■ **Task brief**: Format the data as a numbered list, starting with the line that contains "For every instance of the green tree" and continuing through the final line. Omit any blank lines.

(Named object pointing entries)

:::::

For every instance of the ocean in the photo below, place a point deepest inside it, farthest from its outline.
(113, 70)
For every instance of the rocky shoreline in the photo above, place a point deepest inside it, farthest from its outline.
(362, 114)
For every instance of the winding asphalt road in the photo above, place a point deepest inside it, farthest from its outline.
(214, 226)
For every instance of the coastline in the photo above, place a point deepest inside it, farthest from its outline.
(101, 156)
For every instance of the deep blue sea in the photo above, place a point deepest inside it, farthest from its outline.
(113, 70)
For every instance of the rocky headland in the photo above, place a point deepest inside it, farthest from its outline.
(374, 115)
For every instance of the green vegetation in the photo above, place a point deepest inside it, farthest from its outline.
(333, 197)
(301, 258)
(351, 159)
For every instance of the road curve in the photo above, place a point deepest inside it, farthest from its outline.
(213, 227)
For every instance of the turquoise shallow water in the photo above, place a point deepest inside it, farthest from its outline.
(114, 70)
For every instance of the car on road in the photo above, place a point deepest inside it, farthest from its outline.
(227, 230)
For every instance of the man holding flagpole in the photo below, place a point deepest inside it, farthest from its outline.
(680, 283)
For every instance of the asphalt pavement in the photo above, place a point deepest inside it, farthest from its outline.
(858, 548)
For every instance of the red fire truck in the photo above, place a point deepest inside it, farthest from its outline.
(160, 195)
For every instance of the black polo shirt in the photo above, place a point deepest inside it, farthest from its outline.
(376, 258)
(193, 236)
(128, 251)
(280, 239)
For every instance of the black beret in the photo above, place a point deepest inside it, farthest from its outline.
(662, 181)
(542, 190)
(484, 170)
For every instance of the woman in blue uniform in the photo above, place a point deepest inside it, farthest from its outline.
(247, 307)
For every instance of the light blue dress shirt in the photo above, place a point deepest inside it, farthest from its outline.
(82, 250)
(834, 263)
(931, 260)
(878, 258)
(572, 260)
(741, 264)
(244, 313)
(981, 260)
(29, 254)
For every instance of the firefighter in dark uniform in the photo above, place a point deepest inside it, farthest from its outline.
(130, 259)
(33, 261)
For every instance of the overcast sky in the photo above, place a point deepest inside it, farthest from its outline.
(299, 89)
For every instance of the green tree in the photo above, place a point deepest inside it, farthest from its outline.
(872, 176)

:::::

■ **Output for this exercise**:
1. For every instance of the green tree in the photo above, place a point deepest inside it, farthest from its outline.
2. (872, 176)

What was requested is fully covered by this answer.